** Supplied material **
• • • • • • •

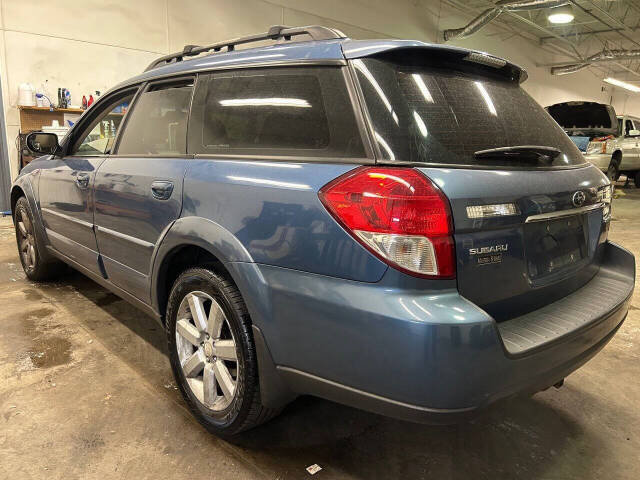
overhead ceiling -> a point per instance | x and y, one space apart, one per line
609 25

• • • • • • •

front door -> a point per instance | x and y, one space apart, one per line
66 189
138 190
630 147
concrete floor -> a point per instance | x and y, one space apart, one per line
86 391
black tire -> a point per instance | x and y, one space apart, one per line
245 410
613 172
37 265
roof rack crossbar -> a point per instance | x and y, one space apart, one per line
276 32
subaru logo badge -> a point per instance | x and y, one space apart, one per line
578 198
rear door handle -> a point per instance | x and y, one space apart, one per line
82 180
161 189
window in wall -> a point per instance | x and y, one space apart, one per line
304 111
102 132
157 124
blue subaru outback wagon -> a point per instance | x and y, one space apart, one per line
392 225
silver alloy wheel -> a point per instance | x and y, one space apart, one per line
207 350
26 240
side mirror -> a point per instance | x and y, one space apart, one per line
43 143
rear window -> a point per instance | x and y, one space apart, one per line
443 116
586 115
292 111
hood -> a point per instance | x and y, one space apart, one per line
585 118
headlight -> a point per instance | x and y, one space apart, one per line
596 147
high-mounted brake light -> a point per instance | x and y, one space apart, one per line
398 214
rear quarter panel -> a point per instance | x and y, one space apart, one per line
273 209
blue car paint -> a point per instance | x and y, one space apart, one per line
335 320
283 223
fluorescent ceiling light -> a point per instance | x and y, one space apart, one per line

• • • • • • •

** Problem to solve **
Pick out every row above that contains the word "blue", and copy each of those rows in full.

** Worked solution **
blue subaru outback wagon -> a point per instance | x and y, one space apart, one per line
blue car paint -> a point per instance | x and y, one space apart, one per line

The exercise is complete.